(Stored data entries)
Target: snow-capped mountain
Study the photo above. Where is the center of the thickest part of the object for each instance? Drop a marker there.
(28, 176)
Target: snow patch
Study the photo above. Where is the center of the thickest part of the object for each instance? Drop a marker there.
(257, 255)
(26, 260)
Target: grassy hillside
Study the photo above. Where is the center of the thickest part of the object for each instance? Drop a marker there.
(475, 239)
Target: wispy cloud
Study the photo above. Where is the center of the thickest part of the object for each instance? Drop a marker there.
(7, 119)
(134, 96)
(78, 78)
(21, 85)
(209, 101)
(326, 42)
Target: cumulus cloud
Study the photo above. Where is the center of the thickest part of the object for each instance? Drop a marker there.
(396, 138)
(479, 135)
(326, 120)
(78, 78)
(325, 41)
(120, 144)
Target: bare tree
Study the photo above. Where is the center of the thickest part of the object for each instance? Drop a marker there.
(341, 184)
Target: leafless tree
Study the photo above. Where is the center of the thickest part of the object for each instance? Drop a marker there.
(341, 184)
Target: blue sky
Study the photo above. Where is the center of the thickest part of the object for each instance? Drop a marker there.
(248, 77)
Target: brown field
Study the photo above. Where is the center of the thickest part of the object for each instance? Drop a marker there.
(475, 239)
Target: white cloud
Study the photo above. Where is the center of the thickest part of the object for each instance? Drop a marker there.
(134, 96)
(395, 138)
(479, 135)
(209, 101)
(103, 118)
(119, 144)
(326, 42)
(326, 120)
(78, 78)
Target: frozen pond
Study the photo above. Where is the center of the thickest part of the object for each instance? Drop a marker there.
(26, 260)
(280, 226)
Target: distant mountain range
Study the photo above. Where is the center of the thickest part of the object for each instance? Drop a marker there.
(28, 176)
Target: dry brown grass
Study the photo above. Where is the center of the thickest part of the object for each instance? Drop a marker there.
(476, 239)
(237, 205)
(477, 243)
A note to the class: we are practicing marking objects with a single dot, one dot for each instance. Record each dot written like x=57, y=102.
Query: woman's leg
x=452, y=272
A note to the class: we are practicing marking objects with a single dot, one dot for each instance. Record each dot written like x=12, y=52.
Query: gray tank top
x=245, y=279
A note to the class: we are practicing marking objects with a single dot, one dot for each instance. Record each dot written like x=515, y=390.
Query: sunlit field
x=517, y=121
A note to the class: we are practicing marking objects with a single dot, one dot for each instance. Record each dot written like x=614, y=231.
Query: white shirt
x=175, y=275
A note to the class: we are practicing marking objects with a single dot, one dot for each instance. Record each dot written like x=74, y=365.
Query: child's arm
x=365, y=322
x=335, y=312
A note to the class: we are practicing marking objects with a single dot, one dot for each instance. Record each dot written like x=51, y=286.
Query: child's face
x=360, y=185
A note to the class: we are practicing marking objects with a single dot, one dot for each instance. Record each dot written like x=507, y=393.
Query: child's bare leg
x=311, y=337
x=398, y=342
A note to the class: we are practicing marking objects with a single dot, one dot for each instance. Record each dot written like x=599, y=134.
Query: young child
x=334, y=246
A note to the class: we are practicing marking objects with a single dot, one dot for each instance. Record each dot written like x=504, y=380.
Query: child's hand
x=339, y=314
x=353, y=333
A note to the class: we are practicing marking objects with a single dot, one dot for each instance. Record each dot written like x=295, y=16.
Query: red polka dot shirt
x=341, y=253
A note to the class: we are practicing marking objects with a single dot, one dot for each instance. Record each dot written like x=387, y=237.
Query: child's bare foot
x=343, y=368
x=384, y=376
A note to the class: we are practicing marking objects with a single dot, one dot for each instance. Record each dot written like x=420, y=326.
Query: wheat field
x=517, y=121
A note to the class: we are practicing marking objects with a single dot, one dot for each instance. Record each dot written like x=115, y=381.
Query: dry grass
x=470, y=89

Work instruction
Reply with only the number of lines in the entries that hold the word "mountain".

Output for this task
2